TASKS TO COMPLETE |
- a) In the data lake post, where were the earliest data lakes almost exclusively built?
- b) Using the data lake post, mark each statement yes or no and quote the words that decide it.
(i) Data lakes began on Hadoop.
(ii) Users find that Hadoop can easily be retrofitted with all the relational functionality their key use cases need.
(iii) Some organizations are moving to cloud data platforms partly for elasticity and cost control.

Our Blogs

Data Fundamentals Part-1: Data lake

Simply Data lake is central place to store all kind & huge in amount of data from various sources.

Re-platforming and other drivers for data lake architecture evolution take various forms.

Data lakes started on Hadoop but are migrating elsewhere:

In fact, the earliest data lakes were almost exclusively on Hadoop. The current wave of dissatisfaction with Hadoop is driving a number of lake migrations off of Hadoop. For example, after living with their lakes for a year or more, many users discover that key use cases demand more and better relational functionality than can be retrofitted onto Hadoop. In a related trend, many organizations proved the value of data lakes on premises and are now migrating to cloud data platforms for their relational functionality, elasticity, minimal administration, and cost control.

GIVEN INFORMATION |
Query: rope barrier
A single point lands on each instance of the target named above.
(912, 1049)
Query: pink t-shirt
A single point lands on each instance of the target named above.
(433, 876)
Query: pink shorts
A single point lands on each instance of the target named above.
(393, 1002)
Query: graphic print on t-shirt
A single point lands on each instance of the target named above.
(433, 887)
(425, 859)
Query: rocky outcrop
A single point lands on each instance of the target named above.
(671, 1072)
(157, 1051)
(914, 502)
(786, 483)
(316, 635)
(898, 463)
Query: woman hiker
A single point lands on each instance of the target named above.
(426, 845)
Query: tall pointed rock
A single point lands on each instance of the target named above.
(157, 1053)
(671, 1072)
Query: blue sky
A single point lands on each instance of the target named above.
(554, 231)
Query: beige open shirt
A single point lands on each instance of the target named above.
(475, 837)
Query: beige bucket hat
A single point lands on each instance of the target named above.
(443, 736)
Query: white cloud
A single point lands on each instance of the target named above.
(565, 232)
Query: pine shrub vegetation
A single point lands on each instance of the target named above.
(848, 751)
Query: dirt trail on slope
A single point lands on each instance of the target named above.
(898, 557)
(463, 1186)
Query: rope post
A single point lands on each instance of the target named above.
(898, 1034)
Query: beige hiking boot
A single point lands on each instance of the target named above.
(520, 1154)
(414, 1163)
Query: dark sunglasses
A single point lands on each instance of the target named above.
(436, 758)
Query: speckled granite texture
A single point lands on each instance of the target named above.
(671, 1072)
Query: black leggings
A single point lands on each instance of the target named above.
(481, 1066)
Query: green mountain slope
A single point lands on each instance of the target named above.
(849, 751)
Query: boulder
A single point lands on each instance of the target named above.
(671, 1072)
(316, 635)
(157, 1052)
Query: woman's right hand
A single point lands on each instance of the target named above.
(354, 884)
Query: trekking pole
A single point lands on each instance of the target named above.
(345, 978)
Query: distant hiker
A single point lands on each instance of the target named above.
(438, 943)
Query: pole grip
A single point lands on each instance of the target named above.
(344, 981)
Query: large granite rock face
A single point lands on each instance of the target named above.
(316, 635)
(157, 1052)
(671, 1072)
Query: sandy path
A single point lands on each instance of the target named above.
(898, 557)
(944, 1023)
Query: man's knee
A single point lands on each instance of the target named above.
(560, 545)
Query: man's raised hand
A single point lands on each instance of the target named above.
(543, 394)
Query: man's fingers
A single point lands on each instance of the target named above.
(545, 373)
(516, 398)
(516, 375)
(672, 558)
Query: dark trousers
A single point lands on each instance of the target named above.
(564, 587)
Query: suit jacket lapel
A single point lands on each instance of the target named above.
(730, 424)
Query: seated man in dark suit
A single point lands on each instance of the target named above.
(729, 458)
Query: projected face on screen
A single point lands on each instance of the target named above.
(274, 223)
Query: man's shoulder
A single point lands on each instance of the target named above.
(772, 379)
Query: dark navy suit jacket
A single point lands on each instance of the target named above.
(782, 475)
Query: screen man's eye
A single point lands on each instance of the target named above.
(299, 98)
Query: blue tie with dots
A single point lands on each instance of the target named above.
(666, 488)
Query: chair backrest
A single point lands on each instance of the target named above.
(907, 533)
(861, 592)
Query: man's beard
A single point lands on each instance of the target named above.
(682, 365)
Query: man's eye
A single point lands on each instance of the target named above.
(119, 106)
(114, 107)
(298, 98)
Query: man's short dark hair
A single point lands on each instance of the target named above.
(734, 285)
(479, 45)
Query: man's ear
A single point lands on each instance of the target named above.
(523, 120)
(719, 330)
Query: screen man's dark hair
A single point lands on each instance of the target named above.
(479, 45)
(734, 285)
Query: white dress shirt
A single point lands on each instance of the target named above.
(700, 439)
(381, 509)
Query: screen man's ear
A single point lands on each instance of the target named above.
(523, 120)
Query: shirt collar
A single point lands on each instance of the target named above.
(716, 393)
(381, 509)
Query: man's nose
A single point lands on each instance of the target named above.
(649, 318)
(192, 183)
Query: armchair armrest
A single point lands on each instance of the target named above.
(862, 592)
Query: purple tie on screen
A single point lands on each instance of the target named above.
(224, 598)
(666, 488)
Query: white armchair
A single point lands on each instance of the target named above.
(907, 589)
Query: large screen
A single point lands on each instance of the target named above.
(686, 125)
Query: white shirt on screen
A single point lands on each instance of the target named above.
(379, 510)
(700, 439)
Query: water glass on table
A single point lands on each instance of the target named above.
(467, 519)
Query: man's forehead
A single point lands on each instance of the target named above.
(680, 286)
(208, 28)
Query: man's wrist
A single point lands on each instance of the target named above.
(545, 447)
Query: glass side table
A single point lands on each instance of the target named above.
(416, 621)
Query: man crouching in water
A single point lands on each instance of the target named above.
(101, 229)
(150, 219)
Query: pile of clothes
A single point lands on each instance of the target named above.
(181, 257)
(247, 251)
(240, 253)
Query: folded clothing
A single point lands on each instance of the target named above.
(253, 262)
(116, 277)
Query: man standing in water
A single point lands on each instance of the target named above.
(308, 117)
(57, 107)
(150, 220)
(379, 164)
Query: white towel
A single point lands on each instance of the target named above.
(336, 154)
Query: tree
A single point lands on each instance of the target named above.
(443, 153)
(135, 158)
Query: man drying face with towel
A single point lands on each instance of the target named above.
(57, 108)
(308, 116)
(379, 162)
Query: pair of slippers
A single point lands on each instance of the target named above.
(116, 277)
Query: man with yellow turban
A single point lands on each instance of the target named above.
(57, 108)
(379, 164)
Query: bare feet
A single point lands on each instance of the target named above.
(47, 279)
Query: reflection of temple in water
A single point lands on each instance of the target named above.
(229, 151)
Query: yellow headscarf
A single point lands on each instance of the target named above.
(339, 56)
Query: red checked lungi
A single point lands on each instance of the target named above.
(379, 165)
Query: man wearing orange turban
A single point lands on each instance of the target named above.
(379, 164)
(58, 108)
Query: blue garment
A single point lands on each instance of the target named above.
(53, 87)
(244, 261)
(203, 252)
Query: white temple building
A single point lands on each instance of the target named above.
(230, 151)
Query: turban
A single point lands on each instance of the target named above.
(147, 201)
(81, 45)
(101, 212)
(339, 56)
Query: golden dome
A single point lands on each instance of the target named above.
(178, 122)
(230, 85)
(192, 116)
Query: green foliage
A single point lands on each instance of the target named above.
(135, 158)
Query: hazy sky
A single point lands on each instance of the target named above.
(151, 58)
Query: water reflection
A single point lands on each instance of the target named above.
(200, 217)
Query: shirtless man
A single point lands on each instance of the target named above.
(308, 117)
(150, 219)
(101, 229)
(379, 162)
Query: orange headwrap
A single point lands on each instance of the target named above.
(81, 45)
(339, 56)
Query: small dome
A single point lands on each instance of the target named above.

RESPONSES PER TASK |
- a) On Hadoop.

- b)
(i) Yes: "Data lakes started on Hadoop but are migrating elsewhere"
(ii) No: "many users discover that key use cases demand more and better relational functionality than can be retrofitted onto Hadoop"
(iii) Yes: "are now migrating to cloud data platforms for their relational functionality, elasticity, minimal administration, and cost control"